_What this task involves_. Copy everything in the passage on mudras from "It was difficult" down to "a rarified ambition.".

_Text section_.
The linguistic jungles, mountains, and oceans that connected India to the Himalaya, China, and the South Pacific were prone to modify the aural nature of the mantra, thus modifying their innate power as well as their inherent actual spiritual idea.
The mudra remained as a kind of esoteric lingua-franca, transcending language and highlighting the psychophysical reality of transmissions. For this and other reasons, mudras become a baseline for comparison between sets of transmitted mantra and also variations in transmitted ritual mudras.
Societies and kingdoms collapse. Mudra continues. Languages change, mudras stay the same. Kleen’s work becomes more important over time. Where there is language, there is pre-language, and this reality highlights the profound significance of dance and mudra in the study of Buddhism. The language of gesture is probably the oldest language in the world, and the most naturally universal. There is no doubt, based on Aztec, Egyptian, Chinese, and Greek records, that hand gestures played a great role in the most ancient rituals.
It is worth noting that Kleen had very long fingers and toes; she had to have her gloves and shoes custom made. She was an expert draughtsman as evidenced by the clarity of the complex mudras she depicted. She drew Buddhist priests enacting mudras with very long fingers. This makes the enfoldings easier to see, and is an extraordinary arch-stylization.
It was difficult enough to have access to a royal dancer or priest, as a single foreign woman—in her painting studio—but to attempt to draw the accurate and authentic shapes of the various complex mudras, among the most intricate aspects of the dance and ritual, launches her effort into a rarified ambition.

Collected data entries

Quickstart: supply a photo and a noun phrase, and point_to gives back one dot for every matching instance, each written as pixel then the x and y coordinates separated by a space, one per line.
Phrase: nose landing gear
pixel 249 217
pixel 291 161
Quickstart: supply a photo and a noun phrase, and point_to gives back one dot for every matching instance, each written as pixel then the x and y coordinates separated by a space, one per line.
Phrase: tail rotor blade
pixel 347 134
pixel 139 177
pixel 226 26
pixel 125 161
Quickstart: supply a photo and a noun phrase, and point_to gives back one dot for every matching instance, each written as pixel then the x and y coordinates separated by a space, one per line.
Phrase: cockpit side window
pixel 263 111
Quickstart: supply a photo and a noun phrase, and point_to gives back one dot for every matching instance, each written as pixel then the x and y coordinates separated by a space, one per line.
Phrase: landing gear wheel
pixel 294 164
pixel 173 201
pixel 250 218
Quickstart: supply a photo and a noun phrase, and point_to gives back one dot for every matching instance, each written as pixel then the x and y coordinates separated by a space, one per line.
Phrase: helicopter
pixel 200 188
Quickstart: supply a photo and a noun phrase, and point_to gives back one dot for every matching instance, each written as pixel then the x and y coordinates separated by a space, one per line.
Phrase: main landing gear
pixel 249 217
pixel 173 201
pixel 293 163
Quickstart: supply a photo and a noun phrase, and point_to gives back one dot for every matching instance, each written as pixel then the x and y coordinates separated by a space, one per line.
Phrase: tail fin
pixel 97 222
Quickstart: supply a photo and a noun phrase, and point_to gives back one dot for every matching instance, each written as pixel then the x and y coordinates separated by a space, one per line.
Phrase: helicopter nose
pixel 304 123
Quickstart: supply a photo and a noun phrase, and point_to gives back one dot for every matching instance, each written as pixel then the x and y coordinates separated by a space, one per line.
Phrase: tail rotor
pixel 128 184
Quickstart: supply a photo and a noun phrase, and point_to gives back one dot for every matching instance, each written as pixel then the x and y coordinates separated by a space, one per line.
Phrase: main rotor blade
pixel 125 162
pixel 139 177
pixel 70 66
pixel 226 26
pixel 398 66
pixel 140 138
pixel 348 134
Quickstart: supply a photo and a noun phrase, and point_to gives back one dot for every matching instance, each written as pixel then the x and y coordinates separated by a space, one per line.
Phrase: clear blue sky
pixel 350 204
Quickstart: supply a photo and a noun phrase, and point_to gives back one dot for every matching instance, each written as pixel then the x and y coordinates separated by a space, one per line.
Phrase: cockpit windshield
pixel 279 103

_Answer space_.
It was difficult enough to have access to a royal dancer or priest, as a single foreign woman—in her painting studio—but to attempt to draw the accurate and authentic shapes of the various complex mudras, among the most intricate aspects of the dance and ritual, launches her effort into a rarified ambition.